* **ACTIVITY**: When you reach the line that contains "Practice step: label each instance of the bird's leg" in the data below, copy it and every line after it exactly, adding nothing.

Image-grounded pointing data
====================

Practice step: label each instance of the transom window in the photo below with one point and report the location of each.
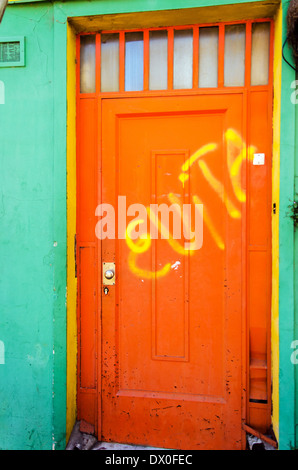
(176, 58)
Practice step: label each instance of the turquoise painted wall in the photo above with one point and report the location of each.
(27, 252)
(33, 226)
(288, 418)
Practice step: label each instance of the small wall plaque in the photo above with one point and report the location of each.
(12, 51)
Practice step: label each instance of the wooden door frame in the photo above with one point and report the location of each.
(245, 91)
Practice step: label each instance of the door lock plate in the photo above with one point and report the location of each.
(108, 274)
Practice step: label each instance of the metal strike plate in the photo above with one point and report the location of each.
(108, 274)
(259, 159)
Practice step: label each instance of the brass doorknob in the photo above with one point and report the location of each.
(109, 274)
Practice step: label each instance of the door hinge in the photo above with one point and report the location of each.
(274, 208)
(75, 254)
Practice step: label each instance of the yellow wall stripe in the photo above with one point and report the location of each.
(275, 221)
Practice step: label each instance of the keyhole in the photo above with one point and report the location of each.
(106, 290)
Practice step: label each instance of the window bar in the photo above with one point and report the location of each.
(195, 83)
(146, 59)
(98, 63)
(248, 54)
(170, 57)
(121, 61)
(221, 55)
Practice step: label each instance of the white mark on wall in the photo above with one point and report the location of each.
(294, 355)
(294, 95)
(2, 92)
(2, 353)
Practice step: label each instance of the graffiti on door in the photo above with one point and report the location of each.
(237, 153)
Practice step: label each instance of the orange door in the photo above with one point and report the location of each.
(171, 323)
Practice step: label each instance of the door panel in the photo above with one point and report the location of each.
(171, 324)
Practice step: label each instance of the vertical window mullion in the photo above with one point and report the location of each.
(98, 62)
(248, 54)
(195, 69)
(146, 60)
(170, 57)
(121, 60)
(221, 55)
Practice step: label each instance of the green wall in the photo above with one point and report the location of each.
(33, 225)
(287, 393)
(27, 253)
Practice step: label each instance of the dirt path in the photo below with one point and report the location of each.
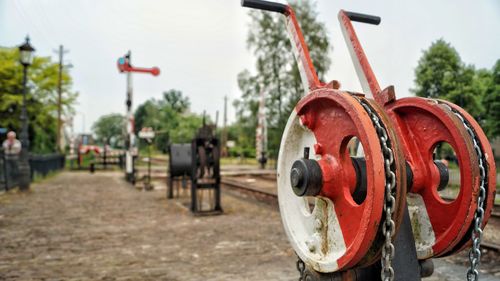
(78, 226)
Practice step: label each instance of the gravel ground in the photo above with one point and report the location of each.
(78, 226)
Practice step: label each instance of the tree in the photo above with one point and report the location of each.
(41, 98)
(169, 117)
(442, 74)
(108, 129)
(492, 101)
(276, 70)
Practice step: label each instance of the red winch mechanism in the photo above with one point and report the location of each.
(343, 214)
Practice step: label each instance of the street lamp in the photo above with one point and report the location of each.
(25, 58)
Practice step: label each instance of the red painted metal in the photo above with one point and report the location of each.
(327, 109)
(362, 63)
(301, 51)
(491, 169)
(418, 124)
(421, 124)
(126, 67)
(335, 117)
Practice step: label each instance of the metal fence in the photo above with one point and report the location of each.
(41, 165)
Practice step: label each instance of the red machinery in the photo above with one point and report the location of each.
(366, 209)
(124, 65)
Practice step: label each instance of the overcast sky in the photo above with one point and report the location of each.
(199, 45)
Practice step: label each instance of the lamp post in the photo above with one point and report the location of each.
(26, 58)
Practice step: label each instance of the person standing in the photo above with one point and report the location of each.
(12, 148)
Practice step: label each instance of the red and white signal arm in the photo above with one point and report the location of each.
(146, 133)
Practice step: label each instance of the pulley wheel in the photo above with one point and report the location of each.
(438, 225)
(338, 232)
(489, 172)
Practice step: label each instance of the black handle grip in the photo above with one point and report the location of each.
(265, 5)
(363, 18)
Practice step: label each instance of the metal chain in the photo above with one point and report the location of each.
(301, 267)
(477, 232)
(389, 227)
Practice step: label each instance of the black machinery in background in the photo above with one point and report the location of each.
(200, 161)
(205, 173)
(179, 168)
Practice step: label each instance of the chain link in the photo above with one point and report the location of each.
(477, 232)
(388, 227)
(301, 267)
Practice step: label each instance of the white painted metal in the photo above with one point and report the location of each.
(421, 225)
(315, 236)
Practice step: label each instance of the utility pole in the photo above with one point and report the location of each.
(61, 52)
(261, 132)
(224, 130)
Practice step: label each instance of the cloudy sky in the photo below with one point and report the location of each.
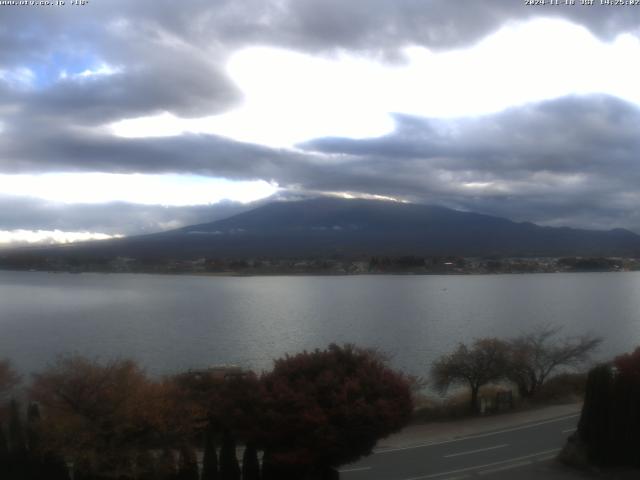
(129, 116)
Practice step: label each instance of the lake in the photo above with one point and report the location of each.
(172, 323)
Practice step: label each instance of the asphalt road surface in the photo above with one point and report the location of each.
(507, 453)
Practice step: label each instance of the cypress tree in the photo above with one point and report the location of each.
(17, 444)
(146, 466)
(210, 457)
(33, 428)
(167, 465)
(4, 454)
(187, 464)
(594, 426)
(229, 468)
(250, 463)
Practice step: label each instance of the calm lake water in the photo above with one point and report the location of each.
(170, 323)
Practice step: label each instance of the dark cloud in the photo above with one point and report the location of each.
(570, 161)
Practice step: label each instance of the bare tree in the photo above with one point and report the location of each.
(534, 356)
(483, 363)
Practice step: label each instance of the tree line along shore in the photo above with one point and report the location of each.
(311, 413)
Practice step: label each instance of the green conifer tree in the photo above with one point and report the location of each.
(229, 468)
(250, 463)
(210, 457)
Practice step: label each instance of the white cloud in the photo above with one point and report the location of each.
(169, 190)
(16, 237)
(101, 70)
(292, 97)
(21, 77)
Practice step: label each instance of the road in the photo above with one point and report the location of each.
(505, 453)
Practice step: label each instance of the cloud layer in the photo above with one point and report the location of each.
(67, 73)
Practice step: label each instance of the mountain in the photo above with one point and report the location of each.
(326, 227)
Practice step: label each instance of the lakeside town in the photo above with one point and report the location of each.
(410, 265)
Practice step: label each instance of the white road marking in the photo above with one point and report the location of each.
(469, 452)
(355, 469)
(481, 435)
(506, 467)
(480, 467)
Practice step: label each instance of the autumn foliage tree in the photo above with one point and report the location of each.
(484, 362)
(328, 407)
(99, 414)
(535, 356)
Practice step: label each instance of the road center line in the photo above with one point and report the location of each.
(481, 435)
(486, 465)
(503, 468)
(469, 452)
(355, 469)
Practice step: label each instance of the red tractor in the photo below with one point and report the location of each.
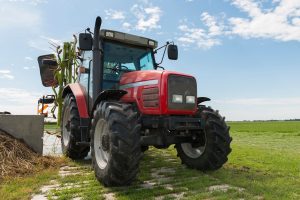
(122, 104)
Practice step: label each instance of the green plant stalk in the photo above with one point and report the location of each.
(66, 73)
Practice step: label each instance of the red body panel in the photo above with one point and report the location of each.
(79, 94)
(135, 82)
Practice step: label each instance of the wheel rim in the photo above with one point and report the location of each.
(191, 151)
(66, 127)
(100, 155)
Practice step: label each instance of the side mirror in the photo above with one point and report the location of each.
(48, 65)
(172, 52)
(85, 41)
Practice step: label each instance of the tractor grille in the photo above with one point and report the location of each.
(151, 97)
(181, 85)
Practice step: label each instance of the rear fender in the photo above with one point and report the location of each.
(78, 91)
(108, 95)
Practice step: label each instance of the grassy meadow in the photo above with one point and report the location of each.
(264, 164)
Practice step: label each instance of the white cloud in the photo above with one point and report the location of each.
(32, 2)
(6, 74)
(14, 16)
(258, 108)
(148, 17)
(281, 22)
(261, 101)
(204, 38)
(28, 68)
(114, 14)
(42, 43)
(127, 26)
(18, 101)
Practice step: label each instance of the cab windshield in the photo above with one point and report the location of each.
(121, 58)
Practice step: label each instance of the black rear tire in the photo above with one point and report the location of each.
(70, 131)
(215, 147)
(117, 155)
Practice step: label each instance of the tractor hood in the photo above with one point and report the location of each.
(137, 77)
(154, 91)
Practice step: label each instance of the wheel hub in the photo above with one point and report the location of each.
(105, 142)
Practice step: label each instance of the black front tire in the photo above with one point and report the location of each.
(117, 155)
(70, 130)
(215, 147)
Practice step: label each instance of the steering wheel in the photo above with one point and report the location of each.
(118, 68)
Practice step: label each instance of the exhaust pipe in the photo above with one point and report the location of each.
(97, 61)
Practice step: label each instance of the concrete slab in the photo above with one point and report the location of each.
(29, 128)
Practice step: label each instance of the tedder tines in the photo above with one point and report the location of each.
(119, 103)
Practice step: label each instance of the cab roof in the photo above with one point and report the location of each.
(128, 38)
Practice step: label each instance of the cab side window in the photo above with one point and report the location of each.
(84, 77)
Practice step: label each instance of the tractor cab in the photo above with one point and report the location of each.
(122, 53)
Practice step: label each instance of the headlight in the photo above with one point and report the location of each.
(176, 98)
(190, 99)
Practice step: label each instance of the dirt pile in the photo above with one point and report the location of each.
(17, 159)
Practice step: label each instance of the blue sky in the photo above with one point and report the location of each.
(245, 54)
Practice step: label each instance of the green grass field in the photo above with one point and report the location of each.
(264, 164)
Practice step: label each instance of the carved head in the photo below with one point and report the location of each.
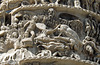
(14, 34)
(35, 18)
(26, 34)
(51, 11)
(89, 49)
(64, 27)
(14, 25)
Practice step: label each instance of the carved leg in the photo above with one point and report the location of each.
(57, 1)
(35, 2)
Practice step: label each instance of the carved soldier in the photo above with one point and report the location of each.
(96, 6)
(68, 31)
(89, 4)
(76, 3)
(71, 2)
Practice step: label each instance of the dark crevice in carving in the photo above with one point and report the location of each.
(67, 16)
(8, 19)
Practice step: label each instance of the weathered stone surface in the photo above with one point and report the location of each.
(50, 32)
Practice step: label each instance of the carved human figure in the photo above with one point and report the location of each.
(45, 53)
(89, 49)
(88, 24)
(76, 3)
(68, 31)
(96, 6)
(27, 41)
(46, 32)
(71, 2)
(76, 56)
(25, 3)
(31, 24)
(89, 4)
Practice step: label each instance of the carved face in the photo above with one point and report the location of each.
(64, 27)
(15, 25)
(26, 34)
(35, 18)
(15, 34)
(89, 49)
(51, 11)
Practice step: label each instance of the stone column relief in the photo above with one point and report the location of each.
(49, 32)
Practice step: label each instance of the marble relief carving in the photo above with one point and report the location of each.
(49, 32)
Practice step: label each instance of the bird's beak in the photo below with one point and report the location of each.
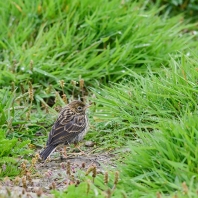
(87, 107)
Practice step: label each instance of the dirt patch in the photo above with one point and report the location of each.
(56, 174)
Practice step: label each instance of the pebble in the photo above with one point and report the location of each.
(89, 143)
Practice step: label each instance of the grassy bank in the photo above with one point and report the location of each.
(138, 67)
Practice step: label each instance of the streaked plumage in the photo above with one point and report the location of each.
(70, 127)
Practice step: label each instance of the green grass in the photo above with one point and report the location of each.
(158, 115)
(139, 69)
(68, 39)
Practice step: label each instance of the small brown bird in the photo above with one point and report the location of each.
(70, 127)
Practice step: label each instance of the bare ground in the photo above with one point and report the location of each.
(55, 174)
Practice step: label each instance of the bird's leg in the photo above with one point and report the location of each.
(64, 152)
(77, 146)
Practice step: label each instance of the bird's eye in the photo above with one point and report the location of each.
(79, 108)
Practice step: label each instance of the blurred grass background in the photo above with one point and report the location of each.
(137, 61)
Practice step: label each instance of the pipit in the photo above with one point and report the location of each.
(70, 127)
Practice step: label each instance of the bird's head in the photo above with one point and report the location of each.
(78, 107)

====================

* **TASK RESPONSE**:
Practice step: label each instance of the bird's leg in the photo above with one point and report the location of each.
(64, 152)
(77, 146)
Practice step: label each instance of the bird's eye in the photo above with one point and report the location of each.
(79, 108)
Practice step: label each instance of the blurred grass background in the photo above with one point and report the location of each.
(137, 61)
Practice step: label each instance of the pipit in the photo above with one point and report the location of each.
(70, 127)
Practice step: label each instance of the bird's head in the photo above with one point and report the location of each.
(78, 107)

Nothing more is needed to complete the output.